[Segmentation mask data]
═══

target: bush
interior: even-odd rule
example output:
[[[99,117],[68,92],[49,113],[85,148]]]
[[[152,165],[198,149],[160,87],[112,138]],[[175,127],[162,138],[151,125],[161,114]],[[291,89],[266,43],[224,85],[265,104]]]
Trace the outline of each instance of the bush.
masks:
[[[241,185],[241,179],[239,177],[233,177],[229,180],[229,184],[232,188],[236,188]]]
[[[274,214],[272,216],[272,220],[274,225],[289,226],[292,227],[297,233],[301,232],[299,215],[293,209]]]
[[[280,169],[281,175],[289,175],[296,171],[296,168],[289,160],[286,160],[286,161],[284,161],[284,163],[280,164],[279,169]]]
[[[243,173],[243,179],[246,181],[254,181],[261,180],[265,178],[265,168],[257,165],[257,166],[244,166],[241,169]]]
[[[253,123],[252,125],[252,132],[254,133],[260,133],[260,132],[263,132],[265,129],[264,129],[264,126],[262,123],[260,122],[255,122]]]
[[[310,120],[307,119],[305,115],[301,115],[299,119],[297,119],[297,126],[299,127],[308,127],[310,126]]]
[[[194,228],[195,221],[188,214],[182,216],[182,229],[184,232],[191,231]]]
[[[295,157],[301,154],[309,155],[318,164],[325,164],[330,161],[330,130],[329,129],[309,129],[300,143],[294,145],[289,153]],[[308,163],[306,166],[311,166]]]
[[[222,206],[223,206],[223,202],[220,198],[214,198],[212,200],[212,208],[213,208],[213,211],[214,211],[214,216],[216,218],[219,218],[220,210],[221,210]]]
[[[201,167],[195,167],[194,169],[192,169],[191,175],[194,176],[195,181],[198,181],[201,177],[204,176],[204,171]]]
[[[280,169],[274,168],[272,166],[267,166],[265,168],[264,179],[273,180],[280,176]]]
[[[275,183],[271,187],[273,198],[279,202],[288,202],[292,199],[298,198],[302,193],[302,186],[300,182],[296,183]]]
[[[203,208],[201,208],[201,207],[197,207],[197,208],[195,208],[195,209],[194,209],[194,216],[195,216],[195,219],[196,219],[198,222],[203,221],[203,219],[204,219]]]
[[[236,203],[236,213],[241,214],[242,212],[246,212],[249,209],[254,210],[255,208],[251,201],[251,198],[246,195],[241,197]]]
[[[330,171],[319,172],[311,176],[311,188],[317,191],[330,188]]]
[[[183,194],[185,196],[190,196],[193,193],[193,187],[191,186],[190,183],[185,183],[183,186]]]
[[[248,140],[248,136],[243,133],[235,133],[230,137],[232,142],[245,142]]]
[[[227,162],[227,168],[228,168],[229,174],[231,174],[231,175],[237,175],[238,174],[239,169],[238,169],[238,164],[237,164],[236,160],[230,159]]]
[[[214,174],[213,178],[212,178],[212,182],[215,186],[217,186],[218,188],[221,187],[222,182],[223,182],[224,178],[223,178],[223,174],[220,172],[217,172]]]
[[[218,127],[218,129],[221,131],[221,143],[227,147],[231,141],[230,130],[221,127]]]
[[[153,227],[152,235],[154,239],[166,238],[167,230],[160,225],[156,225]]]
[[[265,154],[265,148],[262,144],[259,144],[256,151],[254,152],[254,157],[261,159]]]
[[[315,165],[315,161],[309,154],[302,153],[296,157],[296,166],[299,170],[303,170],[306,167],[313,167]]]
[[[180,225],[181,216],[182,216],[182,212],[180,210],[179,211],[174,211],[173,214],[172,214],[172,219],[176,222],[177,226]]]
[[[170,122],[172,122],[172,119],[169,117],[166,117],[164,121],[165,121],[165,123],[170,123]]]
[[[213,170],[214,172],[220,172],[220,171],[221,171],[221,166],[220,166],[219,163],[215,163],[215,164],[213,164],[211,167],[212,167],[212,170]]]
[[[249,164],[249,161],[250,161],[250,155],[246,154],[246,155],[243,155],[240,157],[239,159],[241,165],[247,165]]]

═══

*TASK ITEM:*
Out of the data above, set down the lines from the one with "interior: even-odd rule" to the one with "Trace the outline", both included, exactly as written and with no additions.

*THE COMPLETED TASK:*
interior: even-odd rule
example output:
[[[99,117],[68,92],[49,113],[85,148]]]
[[[152,165],[198,149],[160,87],[112,138]],[[175,127],[162,138],[151,125],[161,114]],[[291,89],[266,43],[224,85],[265,104]]]
Trace the outline of each instance of the bush.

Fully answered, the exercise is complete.